ENTRIES PROVIDED
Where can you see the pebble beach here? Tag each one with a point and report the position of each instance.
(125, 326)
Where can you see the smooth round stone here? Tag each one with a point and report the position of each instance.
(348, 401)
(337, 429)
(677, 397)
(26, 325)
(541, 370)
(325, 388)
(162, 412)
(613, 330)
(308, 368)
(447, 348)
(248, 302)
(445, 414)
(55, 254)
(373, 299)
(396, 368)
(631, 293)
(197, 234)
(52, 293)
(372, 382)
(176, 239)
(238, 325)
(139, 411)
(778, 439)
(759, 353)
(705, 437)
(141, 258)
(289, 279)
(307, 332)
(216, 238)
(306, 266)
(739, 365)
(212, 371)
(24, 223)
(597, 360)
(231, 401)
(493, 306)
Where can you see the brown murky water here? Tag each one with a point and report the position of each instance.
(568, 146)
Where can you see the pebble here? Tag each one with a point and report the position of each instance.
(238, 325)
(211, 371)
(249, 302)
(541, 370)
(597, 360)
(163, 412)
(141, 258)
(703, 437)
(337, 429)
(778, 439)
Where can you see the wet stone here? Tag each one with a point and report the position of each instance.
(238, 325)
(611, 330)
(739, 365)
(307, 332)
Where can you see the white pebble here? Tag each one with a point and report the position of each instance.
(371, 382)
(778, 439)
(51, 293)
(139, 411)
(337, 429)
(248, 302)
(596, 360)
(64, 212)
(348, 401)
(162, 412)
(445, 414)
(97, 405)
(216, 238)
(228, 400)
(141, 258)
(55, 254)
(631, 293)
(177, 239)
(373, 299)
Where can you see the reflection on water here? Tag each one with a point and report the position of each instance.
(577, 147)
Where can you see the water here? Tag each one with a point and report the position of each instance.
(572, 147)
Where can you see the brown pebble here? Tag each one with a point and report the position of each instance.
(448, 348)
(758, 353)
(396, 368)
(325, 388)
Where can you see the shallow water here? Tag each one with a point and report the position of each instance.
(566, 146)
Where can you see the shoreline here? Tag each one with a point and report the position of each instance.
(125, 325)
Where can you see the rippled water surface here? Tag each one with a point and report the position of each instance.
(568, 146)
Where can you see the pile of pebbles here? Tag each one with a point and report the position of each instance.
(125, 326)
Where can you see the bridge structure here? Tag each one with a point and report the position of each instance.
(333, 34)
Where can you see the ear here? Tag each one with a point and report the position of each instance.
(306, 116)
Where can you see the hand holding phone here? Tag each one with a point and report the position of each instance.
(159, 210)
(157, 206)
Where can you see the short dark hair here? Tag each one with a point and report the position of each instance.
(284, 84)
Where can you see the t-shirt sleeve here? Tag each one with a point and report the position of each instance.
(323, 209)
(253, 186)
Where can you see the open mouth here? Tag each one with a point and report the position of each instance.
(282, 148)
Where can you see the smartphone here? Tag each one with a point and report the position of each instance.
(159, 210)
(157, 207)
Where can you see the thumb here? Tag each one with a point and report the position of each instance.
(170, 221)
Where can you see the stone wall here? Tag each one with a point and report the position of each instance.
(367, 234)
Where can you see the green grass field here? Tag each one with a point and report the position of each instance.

TO DO
Can you lay out all the entries above as a Markdown table, with a Row column numbering each line and a Line column holding it, leaving out blank lines?

EXERCISE SOLUTION
| Row | Line |
|---|---|
| 1 | Where can you see the pebble beach here? Tag each one with a point and report the position of each instance. |
| 2 | (125, 326) |
| 3 | Where can you see the smooth round stone here? Tag each one with a point and report the position of each instance. |
| 4 | (348, 401) |
| 5 | (337, 429) |
| 6 | (677, 397) |
| 7 | (26, 325) |
| 8 | (541, 370) |
| 9 | (325, 388) |
| 10 | (162, 412) |
| 11 | (613, 330) |
| 12 | (308, 368) |
| 13 | (447, 348) |
| 14 | (248, 302) |
| 15 | (445, 414) |
| 16 | (55, 254) |
| 17 | (373, 299) |
| 18 | (396, 368) |
| 19 | (631, 293) |
| 20 | (197, 234) |
| 21 | (52, 293) |
| 22 | (372, 382) |
| 23 | (176, 239) |
| 24 | (238, 325) |
| 25 | (139, 411) |
| 26 | (778, 439) |
| 27 | (759, 353) |
| 28 | (705, 437) |
| 29 | (141, 258) |
| 30 | (289, 279) |
| 31 | (307, 332) |
| 32 | (216, 238) |
| 33 | (306, 266) |
| 34 | (739, 365) |
| 35 | (212, 371) |
| 36 | (24, 223) |
| 37 | (597, 360) |
| 38 | (231, 401) |
| 39 | (493, 306) |
| 40 | Where can you see the brown murky water here? Tag each one with a point and report the position of each instance. |
| 41 | (568, 146) |
| 42 | Where can you see the pebble here? Tag each one with a point and report the position of each instance. |
| 43 | (238, 325) |
| 44 | (211, 371) |
| 45 | (249, 302) |
| 46 | (541, 370) |
| 47 | (597, 360) |
| 48 | (163, 412) |
| 49 | (141, 258) |
| 50 | (703, 437) |
| 51 | (337, 429) |
| 52 | (778, 439) |
| 53 | Where can you see the wet stone here? Tag each one with a point and report the position of each instance. |
| 54 | (238, 325) |
| 55 | (611, 330) |
| 56 | (739, 365) |
| 57 | (307, 332) |
| 58 | Where can you see the white pebble here? Tag each one with a point and report the position of each instance. |
| 59 | (371, 382) |
| 60 | (778, 439) |
| 61 | (51, 293) |
| 62 | (139, 411) |
| 63 | (337, 429) |
| 64 | (248, 302) |
| 65 | (596, 360) |
| 66 | (64, 212) |
| 67 | (348, 401) |
| 68 | (162, 412) |
| 69 | (445, 414) |
| 70 | (97, 405) |
| 71 | (216, 238) |
| 72 | (228, 400) |
| 73 | (141, 258) |
| 74 | (55, 254) |
| 75 | (631, 293) |
| 76 | (177, 239) |
| 77 | (373, 299) |
| 78 | Where can you see the reflection on water here? Tag each one with a point and report the position of each instance. |
| 79 | (577, 147) |
| 80 | Where can you see the water here? Tag each one with a point and report the position of each instance. |
| 81 | (572, 147) |
| 82 | Where can you see the brown pebble here? Tag each one with a point and report the position of each instance. |
| 83 | (448, 348) |
| 84 | (758, 353) |
| 85 | (396, 368) |
| 86 | (325, 388) |
| 87 | Where can you see the shallow water here? Tag each one with a point and report the position of each instance. |
| 88 | (566, 146) |
| 89 | Where can you see the shoreline here? Tag each one with a point and report the position of each instance. |
| 90 | (125, 325) |
| 91 | Where can you see the rippled water surface here? Tag each one with a point and report the position of each instance. |
| 92 | (568, 146) |
| 93 | Where can you see the pile of pebbles here? Tag each one with a point and report the position of each instance. |
| 94 | (125, 326) |
| 95 | Where can you see the bridge structure here? Tag each one with a point and report the position of each instance. |
| 96 | (333, 34) |
| 97 | Where can you see the ear here? Tag each one with a point and report the position of each instance. |
| 98 | (306, 116) |
| 99 | Where can you see the hand holding phone here? Tag each one with a point and report the position of each instance. |
| 100 | (159, 210) |
| 101 | (157, 206) |
| 102 | Where can you see the short dark hair here? Tag each one with a point and report the position of each instance. |
| 103 | (284, 84) |
| 104 | Where can you see the t-shirt sleeve here? Tag each one with a point and report the position of each instance. |
| 105 | (323, 209) |
| 106 | (253, 186) |
| 107 | Where can you see the open mouth here? Tag each one with a point and report the position of each instance. |
| 108 | (282, 148) |
| 109 | Where can you see the smartphone here? Tag each one with a point and report the position of each instance. |
| 110 | (159, 210) |
| 111 | (157, 207) |
| 112 | Where can you see the thumb here? Tag each one with a point and report the position of each instance. |
| 113 | (170, 221) |
| 114 | Where can you see the stone wall here? Tag each one with a point and report the position of each instance. |
| 115 | (367, 234) |
| 116 | Where can you see the green grass field here? Tag each one with a point and report the position of each instance. |